** BEGIN Task input **
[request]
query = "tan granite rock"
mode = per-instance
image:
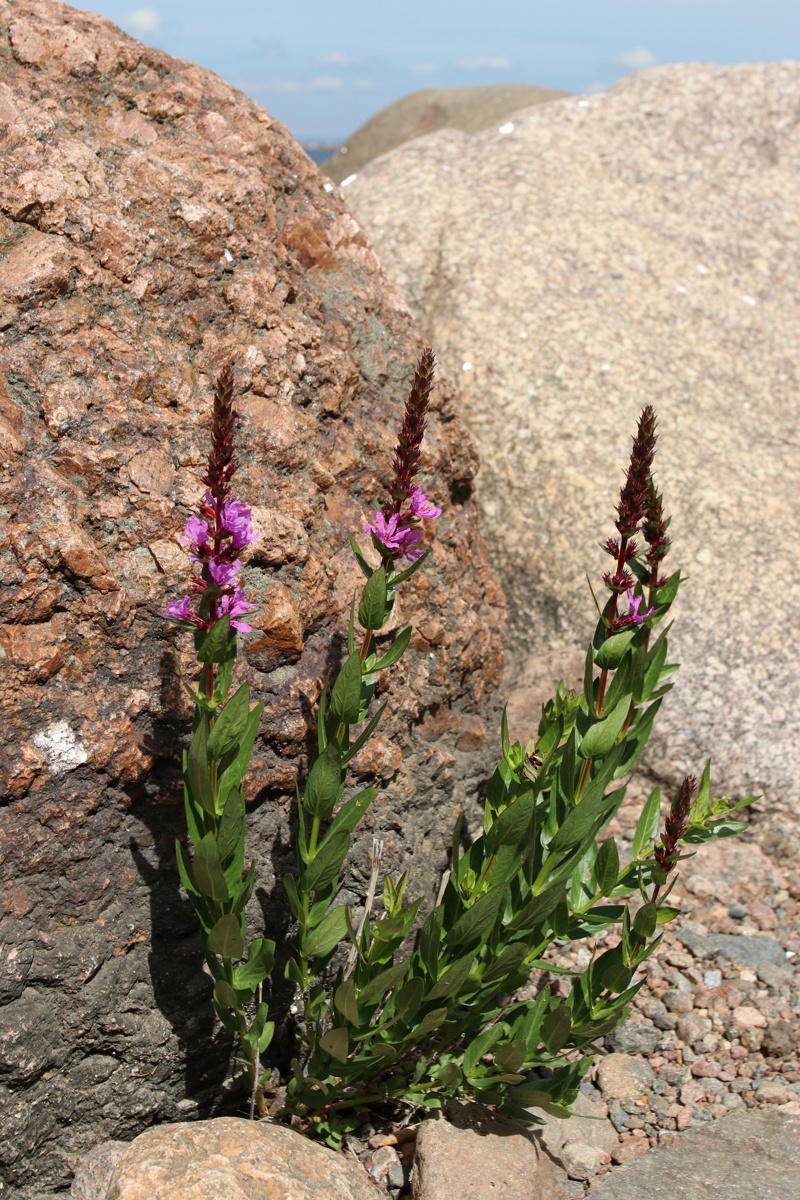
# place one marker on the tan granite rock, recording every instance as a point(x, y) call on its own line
** END Task input **
-- Problem requirements --
Reproduce every one of the records above word for word, leaving out the pictures.

-- Solution --
[request]
query = "tan granite rock"
mode = per-instance
image:
# place one marker on the tan granite rock, recording every instance as a point(x, y) call on its own line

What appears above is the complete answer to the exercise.